• Exercise material
--
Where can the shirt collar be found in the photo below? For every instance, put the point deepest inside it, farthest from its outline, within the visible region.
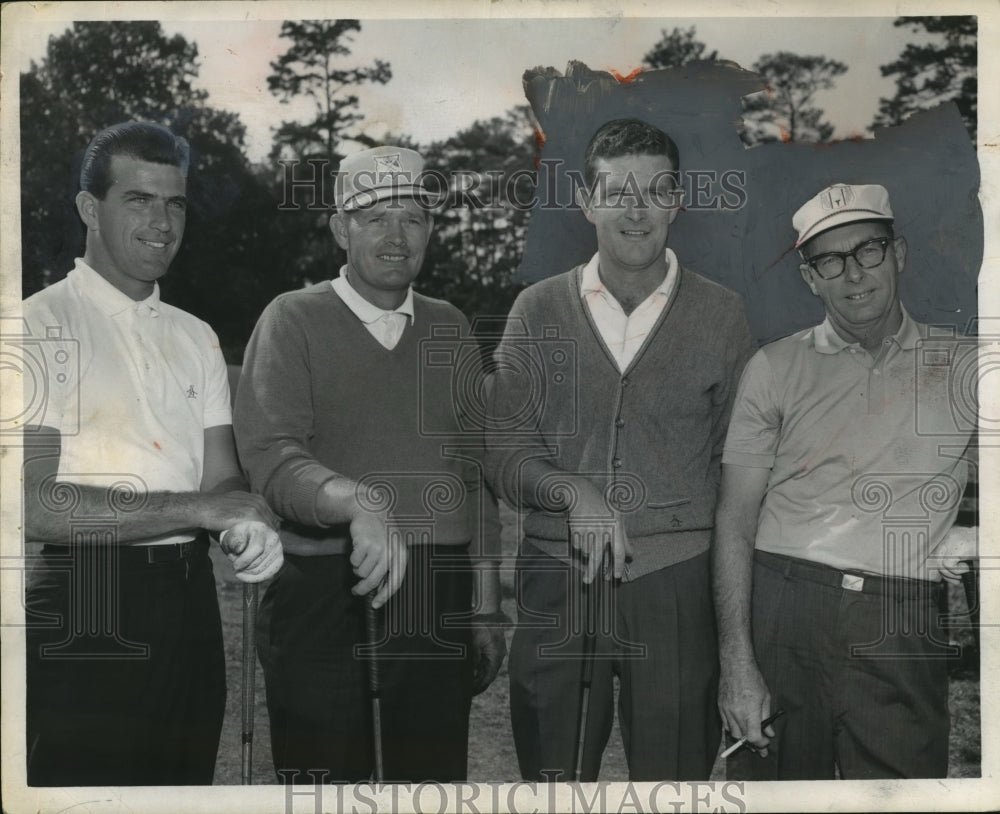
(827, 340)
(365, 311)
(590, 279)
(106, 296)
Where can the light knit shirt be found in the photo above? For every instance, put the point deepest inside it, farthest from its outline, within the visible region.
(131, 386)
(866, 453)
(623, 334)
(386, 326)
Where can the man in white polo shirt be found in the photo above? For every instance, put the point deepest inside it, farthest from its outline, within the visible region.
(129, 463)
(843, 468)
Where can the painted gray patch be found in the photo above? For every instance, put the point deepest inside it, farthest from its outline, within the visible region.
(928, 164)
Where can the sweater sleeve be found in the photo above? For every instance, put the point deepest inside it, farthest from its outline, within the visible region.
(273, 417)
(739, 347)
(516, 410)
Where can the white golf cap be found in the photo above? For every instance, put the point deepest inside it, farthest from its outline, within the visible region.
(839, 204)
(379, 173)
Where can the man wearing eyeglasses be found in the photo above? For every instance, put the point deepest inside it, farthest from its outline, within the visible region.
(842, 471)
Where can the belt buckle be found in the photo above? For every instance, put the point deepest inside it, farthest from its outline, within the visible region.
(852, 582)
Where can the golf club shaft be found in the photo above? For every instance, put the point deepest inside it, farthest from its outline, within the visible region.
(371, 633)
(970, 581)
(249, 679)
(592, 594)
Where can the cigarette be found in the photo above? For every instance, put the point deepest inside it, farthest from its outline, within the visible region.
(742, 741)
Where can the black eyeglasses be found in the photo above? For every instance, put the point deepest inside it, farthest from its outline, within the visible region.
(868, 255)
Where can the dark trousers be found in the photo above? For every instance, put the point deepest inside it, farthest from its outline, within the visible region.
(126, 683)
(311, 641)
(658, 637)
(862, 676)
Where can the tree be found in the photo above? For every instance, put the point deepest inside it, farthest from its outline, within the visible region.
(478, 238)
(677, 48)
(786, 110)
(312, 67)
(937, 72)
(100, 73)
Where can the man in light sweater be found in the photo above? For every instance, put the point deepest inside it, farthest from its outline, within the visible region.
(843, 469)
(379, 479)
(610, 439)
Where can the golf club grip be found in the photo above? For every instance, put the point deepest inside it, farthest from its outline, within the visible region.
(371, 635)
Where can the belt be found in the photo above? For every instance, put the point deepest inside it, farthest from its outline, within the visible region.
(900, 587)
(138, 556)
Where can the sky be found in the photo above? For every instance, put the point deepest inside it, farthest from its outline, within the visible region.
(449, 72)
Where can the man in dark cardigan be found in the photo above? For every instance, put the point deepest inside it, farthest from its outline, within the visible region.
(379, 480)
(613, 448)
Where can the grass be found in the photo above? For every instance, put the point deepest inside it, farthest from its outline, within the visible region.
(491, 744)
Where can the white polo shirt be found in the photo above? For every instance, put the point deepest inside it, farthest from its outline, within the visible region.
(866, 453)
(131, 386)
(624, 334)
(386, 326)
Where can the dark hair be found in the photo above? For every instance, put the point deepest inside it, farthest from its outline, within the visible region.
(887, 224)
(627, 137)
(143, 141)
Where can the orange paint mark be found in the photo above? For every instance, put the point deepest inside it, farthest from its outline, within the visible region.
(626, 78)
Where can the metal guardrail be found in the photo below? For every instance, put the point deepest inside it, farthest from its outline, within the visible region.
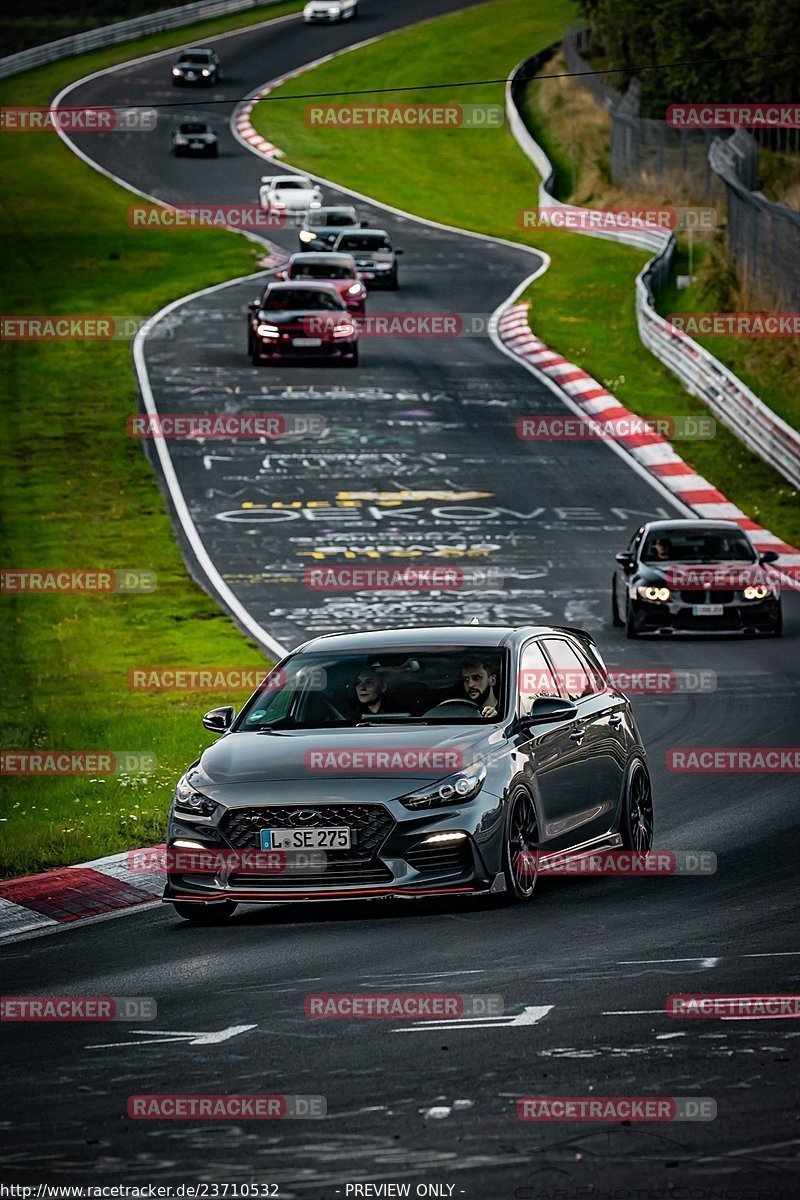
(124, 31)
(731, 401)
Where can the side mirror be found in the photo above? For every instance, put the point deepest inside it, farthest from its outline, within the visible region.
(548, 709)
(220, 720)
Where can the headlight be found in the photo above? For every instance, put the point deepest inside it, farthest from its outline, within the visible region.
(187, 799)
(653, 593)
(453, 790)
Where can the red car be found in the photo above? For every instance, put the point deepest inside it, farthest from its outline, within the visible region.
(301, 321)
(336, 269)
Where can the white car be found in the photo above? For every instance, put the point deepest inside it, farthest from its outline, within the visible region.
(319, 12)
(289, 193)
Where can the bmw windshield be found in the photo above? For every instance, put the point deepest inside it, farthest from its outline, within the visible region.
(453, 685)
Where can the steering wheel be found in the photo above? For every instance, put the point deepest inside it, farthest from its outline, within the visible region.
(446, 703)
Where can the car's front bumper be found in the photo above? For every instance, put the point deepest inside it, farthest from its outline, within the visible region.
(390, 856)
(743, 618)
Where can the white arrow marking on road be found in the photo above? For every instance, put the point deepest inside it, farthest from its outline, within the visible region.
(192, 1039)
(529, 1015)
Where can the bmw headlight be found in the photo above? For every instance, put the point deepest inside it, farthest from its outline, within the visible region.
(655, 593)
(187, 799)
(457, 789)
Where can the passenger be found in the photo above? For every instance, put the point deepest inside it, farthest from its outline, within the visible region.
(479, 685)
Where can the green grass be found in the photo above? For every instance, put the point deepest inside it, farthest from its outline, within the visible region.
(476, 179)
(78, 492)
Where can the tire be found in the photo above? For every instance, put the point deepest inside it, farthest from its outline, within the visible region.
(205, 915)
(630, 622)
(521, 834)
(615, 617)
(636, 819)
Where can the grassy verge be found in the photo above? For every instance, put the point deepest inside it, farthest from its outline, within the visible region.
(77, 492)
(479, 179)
--
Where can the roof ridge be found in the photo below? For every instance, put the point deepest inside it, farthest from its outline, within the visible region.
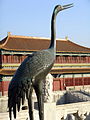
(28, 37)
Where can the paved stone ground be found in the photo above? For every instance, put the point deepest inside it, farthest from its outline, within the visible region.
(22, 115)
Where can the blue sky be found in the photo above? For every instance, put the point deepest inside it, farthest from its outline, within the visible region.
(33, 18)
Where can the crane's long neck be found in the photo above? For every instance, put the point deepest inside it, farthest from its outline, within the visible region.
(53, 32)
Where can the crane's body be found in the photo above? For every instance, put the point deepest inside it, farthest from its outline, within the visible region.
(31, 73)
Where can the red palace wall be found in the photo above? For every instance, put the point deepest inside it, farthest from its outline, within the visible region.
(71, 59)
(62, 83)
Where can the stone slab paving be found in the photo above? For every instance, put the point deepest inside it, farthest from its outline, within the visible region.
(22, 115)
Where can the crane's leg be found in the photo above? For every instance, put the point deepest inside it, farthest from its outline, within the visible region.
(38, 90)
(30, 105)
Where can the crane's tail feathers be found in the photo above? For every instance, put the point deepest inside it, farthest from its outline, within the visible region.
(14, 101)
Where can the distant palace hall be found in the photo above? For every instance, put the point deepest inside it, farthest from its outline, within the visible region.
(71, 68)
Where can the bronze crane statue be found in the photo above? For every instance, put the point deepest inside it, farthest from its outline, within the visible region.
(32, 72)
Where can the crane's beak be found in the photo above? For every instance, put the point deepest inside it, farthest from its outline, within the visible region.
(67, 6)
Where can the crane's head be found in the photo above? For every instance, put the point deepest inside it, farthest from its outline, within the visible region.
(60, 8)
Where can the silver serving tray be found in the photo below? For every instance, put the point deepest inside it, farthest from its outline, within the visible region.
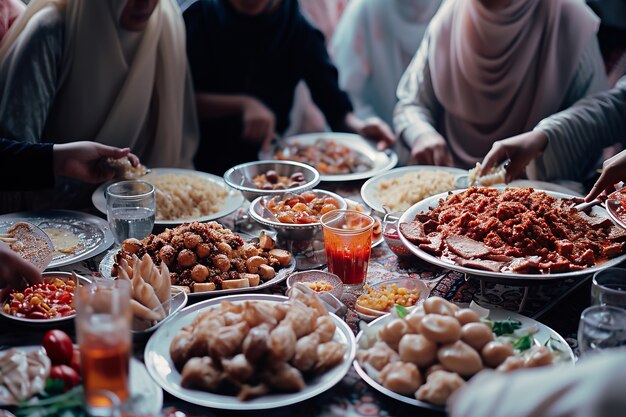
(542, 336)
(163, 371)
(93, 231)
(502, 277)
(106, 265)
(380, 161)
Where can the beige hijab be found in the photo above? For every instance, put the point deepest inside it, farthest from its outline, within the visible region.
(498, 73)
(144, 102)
--
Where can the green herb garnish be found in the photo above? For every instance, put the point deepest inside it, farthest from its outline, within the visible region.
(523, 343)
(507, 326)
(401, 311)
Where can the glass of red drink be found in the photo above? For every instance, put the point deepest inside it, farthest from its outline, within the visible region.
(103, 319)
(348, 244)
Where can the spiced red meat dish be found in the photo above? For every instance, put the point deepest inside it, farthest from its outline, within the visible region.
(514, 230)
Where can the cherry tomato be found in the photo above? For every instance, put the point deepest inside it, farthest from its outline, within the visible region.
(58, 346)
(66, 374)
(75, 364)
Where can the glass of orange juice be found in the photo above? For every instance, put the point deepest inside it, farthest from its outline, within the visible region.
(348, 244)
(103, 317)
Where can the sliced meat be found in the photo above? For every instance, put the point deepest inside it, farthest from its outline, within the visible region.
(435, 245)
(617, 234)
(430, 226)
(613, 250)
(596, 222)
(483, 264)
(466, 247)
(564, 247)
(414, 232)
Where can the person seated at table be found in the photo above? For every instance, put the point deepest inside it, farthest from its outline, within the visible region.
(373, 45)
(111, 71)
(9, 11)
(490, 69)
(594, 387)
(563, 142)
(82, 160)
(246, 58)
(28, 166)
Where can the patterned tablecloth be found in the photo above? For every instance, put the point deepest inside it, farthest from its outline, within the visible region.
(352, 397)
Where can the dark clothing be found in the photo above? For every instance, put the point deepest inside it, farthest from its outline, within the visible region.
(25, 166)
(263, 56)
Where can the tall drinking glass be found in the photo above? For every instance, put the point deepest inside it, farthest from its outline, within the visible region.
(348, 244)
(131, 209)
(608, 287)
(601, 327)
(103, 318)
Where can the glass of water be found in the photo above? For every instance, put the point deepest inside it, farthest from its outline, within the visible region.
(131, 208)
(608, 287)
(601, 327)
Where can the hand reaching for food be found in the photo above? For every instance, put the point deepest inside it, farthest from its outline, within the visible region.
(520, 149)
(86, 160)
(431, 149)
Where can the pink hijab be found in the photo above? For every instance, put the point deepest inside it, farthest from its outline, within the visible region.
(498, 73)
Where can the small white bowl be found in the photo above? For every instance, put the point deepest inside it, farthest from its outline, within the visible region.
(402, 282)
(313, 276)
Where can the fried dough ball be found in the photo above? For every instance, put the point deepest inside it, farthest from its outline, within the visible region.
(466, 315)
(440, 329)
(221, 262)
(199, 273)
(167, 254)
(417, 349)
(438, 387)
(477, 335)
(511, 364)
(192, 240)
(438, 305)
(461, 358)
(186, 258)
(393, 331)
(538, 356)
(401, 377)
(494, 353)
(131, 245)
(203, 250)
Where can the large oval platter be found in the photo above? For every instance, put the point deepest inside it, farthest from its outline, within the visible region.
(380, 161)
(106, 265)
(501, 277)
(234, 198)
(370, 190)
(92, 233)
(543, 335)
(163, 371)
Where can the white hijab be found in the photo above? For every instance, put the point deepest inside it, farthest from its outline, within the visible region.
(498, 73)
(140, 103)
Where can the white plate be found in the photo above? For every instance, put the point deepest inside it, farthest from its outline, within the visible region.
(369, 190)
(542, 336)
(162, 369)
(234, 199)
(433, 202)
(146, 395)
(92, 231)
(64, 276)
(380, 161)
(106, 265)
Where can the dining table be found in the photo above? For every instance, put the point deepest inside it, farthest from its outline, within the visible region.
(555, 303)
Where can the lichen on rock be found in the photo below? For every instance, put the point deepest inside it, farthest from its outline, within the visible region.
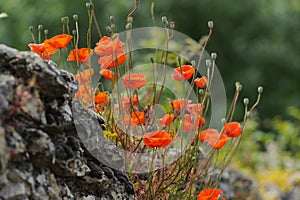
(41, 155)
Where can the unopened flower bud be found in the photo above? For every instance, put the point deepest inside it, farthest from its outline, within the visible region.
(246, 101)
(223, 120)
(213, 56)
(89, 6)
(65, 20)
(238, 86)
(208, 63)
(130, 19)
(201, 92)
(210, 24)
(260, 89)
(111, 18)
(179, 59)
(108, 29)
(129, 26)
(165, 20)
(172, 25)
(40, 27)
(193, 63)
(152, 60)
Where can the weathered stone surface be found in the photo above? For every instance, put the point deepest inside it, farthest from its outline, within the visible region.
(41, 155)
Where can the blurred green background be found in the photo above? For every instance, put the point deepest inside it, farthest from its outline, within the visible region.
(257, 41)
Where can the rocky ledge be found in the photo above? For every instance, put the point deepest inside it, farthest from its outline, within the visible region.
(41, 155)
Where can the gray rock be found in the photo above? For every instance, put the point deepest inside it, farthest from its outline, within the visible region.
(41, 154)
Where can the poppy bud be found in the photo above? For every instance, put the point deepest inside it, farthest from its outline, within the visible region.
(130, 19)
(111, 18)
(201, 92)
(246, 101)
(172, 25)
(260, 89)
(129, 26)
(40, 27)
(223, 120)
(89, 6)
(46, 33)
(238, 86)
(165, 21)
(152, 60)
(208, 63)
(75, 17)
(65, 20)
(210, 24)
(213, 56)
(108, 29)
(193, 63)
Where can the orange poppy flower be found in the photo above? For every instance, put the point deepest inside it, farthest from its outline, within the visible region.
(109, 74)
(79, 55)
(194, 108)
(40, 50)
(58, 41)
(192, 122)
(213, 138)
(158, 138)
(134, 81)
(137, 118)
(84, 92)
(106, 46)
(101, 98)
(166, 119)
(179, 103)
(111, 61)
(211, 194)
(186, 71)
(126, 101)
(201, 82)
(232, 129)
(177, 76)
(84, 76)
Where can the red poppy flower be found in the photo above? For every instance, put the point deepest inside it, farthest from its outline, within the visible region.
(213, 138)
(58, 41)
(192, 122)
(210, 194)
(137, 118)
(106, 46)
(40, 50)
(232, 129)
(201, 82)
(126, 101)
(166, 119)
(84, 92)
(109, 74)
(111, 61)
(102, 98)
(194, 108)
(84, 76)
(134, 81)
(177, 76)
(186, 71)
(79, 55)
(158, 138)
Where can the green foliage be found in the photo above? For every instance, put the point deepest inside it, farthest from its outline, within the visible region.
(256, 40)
--
• What this task involves
Pick out each line of the material above that contains the word "dish" and copy those lines.

• Complete output
Where can the spiced red meat dish be found in the photo above? For every instance, put the point deepest inside it, farthest from its outline, within the visible region.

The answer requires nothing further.